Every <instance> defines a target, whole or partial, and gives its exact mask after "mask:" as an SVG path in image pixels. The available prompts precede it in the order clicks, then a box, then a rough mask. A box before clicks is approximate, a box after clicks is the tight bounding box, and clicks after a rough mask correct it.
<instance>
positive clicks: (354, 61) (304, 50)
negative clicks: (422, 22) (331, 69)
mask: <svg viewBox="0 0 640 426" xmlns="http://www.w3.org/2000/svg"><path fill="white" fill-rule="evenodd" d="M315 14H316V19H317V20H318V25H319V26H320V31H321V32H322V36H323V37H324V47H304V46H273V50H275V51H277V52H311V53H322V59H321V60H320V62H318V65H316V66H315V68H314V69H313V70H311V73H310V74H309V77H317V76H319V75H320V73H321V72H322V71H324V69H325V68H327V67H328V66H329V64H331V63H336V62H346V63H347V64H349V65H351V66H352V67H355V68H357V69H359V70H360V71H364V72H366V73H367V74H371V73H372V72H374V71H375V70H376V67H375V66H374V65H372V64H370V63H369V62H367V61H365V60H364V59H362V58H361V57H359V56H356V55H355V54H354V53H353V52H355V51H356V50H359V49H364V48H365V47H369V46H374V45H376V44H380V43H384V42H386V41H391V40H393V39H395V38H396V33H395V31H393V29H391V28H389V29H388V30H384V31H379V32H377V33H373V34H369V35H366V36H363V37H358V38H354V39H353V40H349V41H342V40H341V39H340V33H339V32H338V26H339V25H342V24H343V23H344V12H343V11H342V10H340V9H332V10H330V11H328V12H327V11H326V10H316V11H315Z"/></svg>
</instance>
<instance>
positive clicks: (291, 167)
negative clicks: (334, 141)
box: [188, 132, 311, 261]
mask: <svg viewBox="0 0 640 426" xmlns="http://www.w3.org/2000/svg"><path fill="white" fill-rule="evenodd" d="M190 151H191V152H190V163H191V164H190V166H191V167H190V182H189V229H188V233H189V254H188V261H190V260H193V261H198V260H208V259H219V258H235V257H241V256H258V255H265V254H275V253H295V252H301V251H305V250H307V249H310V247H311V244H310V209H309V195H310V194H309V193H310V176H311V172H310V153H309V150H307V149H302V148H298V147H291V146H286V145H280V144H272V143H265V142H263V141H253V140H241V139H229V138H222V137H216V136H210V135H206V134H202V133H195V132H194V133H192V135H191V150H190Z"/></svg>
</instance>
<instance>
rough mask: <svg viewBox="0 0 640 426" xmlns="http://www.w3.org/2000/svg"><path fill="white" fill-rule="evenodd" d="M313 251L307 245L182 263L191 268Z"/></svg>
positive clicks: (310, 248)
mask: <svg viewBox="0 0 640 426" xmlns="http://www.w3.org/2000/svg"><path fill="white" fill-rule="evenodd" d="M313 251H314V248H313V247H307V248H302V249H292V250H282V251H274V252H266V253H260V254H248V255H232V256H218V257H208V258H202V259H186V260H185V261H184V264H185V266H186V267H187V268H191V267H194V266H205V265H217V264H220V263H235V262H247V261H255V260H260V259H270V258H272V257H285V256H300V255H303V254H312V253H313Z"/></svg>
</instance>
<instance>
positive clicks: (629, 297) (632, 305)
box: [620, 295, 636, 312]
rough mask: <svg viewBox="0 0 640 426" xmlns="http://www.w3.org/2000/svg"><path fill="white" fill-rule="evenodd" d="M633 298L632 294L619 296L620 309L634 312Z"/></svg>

- Your goal
The whole block of data above should be printed again verbatim.

- Finished exercise
Every <instance> defines a target, whole or partial, and gives its exact mask after "mask:" as an SVG path in image pixels. The available prompts precede it in the order clicks, then a box, then a rough mask. A box before clicks is approximate, a box after clicks is the tight bounding box, and clicks after a rough mask correct it.
<instance>
positive clicks: (354, 61) (304, 50)
negative clicks: (422, 22) (331, 69)
mask: <svg viewBox="0 0 640 426" xmlns="http://www.w3.org/2000/svg"><path fill="white" fill-rule="evenodd" d="M315 14H316V19H317V20H318V25H319V26H320V31H321V32H322V36H323V37H324V47H304V46H273V50H275V51H277V52H311V53H322V59H321V60H320V62H318V65H316V66H315V68H314V69H313V70H311V73H310V74H309V77H317V76H319V75H320V73H321V72H322V71H324V69H325V68H327V67H328V66H329V64H331V63H336V62H346V63H347V64H349V65H351V66H352V67H355V68H357V69H359V70H360V71H364V72H366V73H367V74H371V73H372V72H374V71H375V70H376V67H375V66H374V65H372V64H370V63H369V62H367V61H365V60H364V59H362V58H361V57H359V56H356V55H355V54H354V53H353V52H355V51H356V50H359V49H364V48H365V47H369V46H374V45H376V44H380V43H384V42H386V41H391V40H393V39H395V38H396V33H395V31H393V29H391V28H389V29H388V30H384V31H379V32H377V33H373V34H369V35H366V36H363V37H358V38H354V39H353V40H349V41H342V40H341V39H340V33H339V32H338V26H339V25H342V24H343V23H344V12H343V11H342V10H340V9H332V10H330V11H328V12H327V11H326V10H316V11H315Z"/></svg>
</instance>
<instance>
positive clicks: (291, 167)
negative clicks: (334, 141)
box: [188, 132, 311, 261]
mask: <svg viewBox="0 0 640 426" xmlns="http://www.w3.org/2000/svg"><path fill="white" fill-rule="evenodd" d="M190 151H191V152H190V163H191V164H190V166H191V167H190V182H189V229H188V233H189V254H188V261H190V260H193V261H198V260H208V259H219V258H235V257H241V256H258V255H265V254H275V253H295V252H301V251H305V250H307V249H310V247H311V244H310V209H309V195H310V194H309V193H310V176H311V172H310V153H309V150H307V149H302V148H298V147H291V146H286V145H280V144H272V143H265V142H263V141H253V140H241V139H229V138H222V137H216V136H210V135H206V134H202V133H195V132H194V133H192V135H191V150H190Z"/></svg>
</instance>
<instance>
rough mask: <svg viewBox="0 0 640 426" xmlns="http://www.w3.org/2000/svg"><path fill="white" fill-rule="evenodd" d="M313 251L307 245L182 263L191 268Z"/></svg>
positive clicks: (310, 248)
mask: <svg viewBox="0 0 640 426" xmlns="http://www.w3.org/2000/svg"><path fill="white" fill-rule="evenodd" d="M313 251H314V248H313V247H307V248H302V249H292V250H282V251H274V252H266V253H260V254H248V255H232V256H218V257H208V258H202V259H186V260H185V261H184V264H185V266H186V267H187V268H191V267H194V266H205V265H217V264H220V263H235V262H247V261H255V260H260V259H270V258H272V257H285V256H300V255H303V254H312V253H313Z"/></svg>
</instance>
<instance>
positive clicks: (629, 297) (632, 305)
box: [620, 295, 636, 312]
rough mask: <svg viewBox="0 0 640 426" xmlns="http://www.w3.org/2000/svg"><path fill="white" fill-rule="evenodd" d="M633 298L632 294L619 296L620 309L634 312Z"/></svg>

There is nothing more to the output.